PROBLEM STATEMENT:
Reproduce each of the following records verbatim, keeping every line unchanged.

---------- AVAILABLE DATA

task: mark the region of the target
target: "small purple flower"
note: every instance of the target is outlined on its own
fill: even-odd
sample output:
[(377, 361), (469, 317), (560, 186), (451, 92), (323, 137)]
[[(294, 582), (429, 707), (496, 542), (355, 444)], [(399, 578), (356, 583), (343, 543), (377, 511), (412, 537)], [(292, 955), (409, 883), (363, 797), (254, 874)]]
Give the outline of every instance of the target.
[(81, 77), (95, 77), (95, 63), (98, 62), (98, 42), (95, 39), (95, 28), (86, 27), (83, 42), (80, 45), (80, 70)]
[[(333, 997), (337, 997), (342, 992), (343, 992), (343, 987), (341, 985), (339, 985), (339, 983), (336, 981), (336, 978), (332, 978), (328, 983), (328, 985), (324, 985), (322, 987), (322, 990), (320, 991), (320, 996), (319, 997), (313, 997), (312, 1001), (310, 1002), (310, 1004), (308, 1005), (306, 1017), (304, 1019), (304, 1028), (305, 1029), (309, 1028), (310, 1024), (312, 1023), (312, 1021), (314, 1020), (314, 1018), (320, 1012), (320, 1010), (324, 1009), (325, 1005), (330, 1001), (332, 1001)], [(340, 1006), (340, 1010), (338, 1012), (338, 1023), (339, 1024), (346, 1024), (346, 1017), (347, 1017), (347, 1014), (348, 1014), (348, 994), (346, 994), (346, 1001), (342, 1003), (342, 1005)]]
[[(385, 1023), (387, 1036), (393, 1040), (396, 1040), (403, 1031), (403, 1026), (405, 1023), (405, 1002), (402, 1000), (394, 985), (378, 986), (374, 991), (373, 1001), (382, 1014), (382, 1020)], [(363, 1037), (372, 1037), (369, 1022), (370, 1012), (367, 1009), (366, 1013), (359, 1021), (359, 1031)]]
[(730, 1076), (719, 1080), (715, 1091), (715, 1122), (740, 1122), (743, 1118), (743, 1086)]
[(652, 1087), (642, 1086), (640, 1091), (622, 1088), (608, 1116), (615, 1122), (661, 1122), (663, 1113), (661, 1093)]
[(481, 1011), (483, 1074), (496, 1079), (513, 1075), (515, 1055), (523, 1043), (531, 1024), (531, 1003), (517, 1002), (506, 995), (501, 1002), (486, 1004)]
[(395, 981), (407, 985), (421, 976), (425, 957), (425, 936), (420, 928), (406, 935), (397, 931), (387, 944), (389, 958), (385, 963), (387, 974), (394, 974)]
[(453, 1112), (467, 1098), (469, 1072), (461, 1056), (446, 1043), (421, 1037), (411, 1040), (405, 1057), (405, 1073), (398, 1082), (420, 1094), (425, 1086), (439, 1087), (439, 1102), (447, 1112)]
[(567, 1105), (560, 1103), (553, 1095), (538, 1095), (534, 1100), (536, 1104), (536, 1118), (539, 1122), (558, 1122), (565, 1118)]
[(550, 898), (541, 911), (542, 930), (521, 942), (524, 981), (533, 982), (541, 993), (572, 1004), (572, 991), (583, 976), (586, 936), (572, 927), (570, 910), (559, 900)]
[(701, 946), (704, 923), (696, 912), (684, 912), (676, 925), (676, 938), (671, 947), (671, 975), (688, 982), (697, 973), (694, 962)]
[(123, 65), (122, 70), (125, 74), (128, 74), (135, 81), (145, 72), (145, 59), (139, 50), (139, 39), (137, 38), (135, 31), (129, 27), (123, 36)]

--------------------

REPLY TO THE EXERCISE:
task: mark the region of the target
target: "small purple flower"
note: every instance of the target is outlined on its own
fill: even-odd
sample output:
[(377, 361), (469, 317), (560, 186), (451, 92), (323, 137)]
[[(294, 582), (429, 707), (496, 542), (355, 444)], [(399, 578), (356, 583), (343, 543), (377, 511), (412, 537)], [(292, 955), (409, 883), (363, 797), (254, 874)]]
Give the outline of every instance of the target.
[(81, 77), (95, 77), (95, 63), (98, 62), (98, 42), (95, 39), (95, 28), (86, 27), (83, 42), (80, 45), (80, 70)]
[[(333, 997), (337, 997), (342, 992), (343, 992), (343, 987), (341, 985), (339, 985), (339, 983), (336, 981), (336, 978), (332, 978), (328, 983), (328, 985), (324, 985), (322, 987), (322, 990), (320, 991), (320, 996), (319, 997), (313, 997), (312, 1001), (310, 1002), (310, 1004), (308, 1005), (306, 1017), (304, 1019), (304, 1028), (305, 1029), (309, 1028), (310, 1024), (312, 1023), (312, 1021), (314, 1020), (314, 1018), (320, 1012), (320, 1010), (324, 1009), (325, 1005), (330, 1001), (332, 1001)], [(340, 1006), (340, 1010), (338, 1012), (338, 1023), (339, 1024), (346, 1024), (346, 1017), (347, 1017), (347, 1014), (348, 1014), (348, 994), (346, 994), (346, 1001), (342, 1003), (342, 1005)]]
[[(385, 1023), (387, 1036), (393, 1040), (396, 1040), (403, 1031), (403, 1026), (405, 1023), (405, 1002), (402, 1000), (394, 985), (378, 986), (374, 991), (373, 1001), (382, 1014), (382, 1020)], [(363, 1037), (372, 1037), (369, 1022), (370, 1012), (367, 1009), (366, 1013), (359, 1021), (359, 1031)]]
[(730, 1076), (719, 1080), (715, 1091), (715, 1122), (740, 1122), (743, 1118), (743, 1086)]
[(652, 1087), (642, 1086), (640, 1091), (622, 1088), (608, 1116), (615, 1122), (661, 1122), (663, 1113), (661, 1093)]
[(481, 1011), (483, 1074), (496, 1079), (513, 1075), (515, 1055), (523, 1043), (531, 1024), (531, 1003), (517, 1002), (506, 995), (501, 1002), (486, 1004)]
[(395, 981), (407, 985), (421, 976), (425, 957), (425, 936), (420, 928), (406, 935), (397, 931), (387, 944), (389, 958), (385, 963), (387, 974), (394, 974)]
[(453, 1112), (467, 1098), (469, 1072), (461, 1056), (446, 1043), (421, 1037), (411, 1040), (405, 1057), (405, 1073), (398, 1082), (420, 1094), (425, 1086), (439, 1087), (439, 1102), (447, 1112)]
[(567, 1105), (560, 1103), (553, 1095), (538, 1095), (534, 1100), (536, 1104), (536, 1118), (539, 1122), (558, 1122), (565, 1118)]
[(550, 898), (541, 911), (542, 930), (521, 942), (524, 981), (533, 982), (541, 993), (572, 1004), (572, 991), (583, 976), (586, 936), (572, 927), (570, 910), (559, 900)]
[(701, 946), (704, 923), (696, 912), (684, 912), (676, 925), (676, 938), (671, 947), (671, 975), (688, 982), (697, 973), (694, 962)]
[(123, 65), (122, 70), (125, 74), (128, 74), (135, 81), (145, 72), (145, 59), (139, 50), (139, 39), (137, 38), (135, 31), (129, 27), (123, 36)]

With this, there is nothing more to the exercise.